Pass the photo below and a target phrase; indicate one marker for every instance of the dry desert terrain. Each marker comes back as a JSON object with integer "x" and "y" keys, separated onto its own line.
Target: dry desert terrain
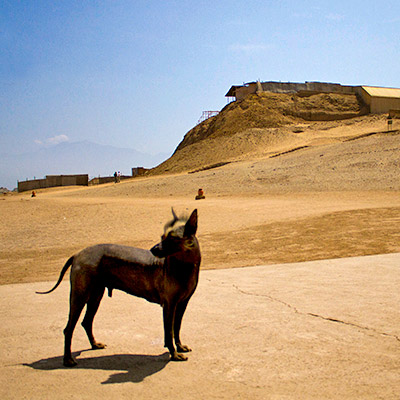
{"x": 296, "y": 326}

...

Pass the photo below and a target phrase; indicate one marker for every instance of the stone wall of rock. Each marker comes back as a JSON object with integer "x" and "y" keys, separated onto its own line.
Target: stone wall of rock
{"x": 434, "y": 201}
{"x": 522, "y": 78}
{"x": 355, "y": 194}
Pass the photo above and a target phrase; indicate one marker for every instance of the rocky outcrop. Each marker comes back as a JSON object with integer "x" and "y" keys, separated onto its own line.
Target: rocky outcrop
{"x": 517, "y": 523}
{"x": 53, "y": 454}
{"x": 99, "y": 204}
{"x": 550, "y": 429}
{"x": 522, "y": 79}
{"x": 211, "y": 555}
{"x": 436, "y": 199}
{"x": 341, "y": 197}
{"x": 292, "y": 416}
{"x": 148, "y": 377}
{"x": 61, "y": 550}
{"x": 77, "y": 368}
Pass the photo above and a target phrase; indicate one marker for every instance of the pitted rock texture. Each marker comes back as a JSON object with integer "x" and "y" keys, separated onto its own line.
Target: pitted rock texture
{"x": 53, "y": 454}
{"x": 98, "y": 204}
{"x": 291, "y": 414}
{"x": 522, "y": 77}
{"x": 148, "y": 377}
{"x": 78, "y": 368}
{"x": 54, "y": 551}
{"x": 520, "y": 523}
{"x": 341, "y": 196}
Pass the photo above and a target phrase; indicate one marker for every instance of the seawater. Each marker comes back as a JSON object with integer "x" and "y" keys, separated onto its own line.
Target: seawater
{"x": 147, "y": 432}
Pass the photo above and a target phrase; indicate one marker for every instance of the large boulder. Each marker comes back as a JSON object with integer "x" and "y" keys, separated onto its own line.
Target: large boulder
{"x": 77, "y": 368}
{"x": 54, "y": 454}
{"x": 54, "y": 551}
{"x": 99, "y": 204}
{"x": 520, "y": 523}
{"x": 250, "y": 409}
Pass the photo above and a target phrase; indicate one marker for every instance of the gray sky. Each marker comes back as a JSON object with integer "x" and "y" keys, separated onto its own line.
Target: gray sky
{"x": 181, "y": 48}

*EXERCISE*
If a line in the data above contains "instance", return that line.

*RESULT*
Pass the photo below and a target phrase; indicate one marker for every instance of the dry desert terrain. Each marker comes back as a JSON object with integer "x" and "y" keys, separated onto its own line.
Pass the photo below and a target phrase; indicate one marker for every instance of the stone wall of rock. Each marker comes back as a JSON object with integer "x" and "y" keys, separated onto its own line.
Pass the photo above and a target phrase; indicate one marker for every instance of the rocky outcrop. Each marker comes back as a JSON object with integer "x" and "y" keys, separated onto its own line.
Pass the photo above and a target phrase; indicate one marker for every instance of the pitted rock texture. Each marker comes back as a JSON object with integer "x" and "y" keys, separated onto its own line.
Pass the photo above and a target phrase; indicate one marker for every instance of the seawater. Each marker comes back as a JSON object with integer "x" and "y" keys, separated onto its own line.
Pass the photo above and a target phrase; indicate one marker for every instance of the large boulder. Each marker comes back as a JSON object with integer "x" and "y" keys, separated onto its own line.
Pass the photo above and a target phrase; indicate one marker for every instance of the gray sky. Each marker comes back as a JSON object with integer "x" and "y" keys, separated onto its own line.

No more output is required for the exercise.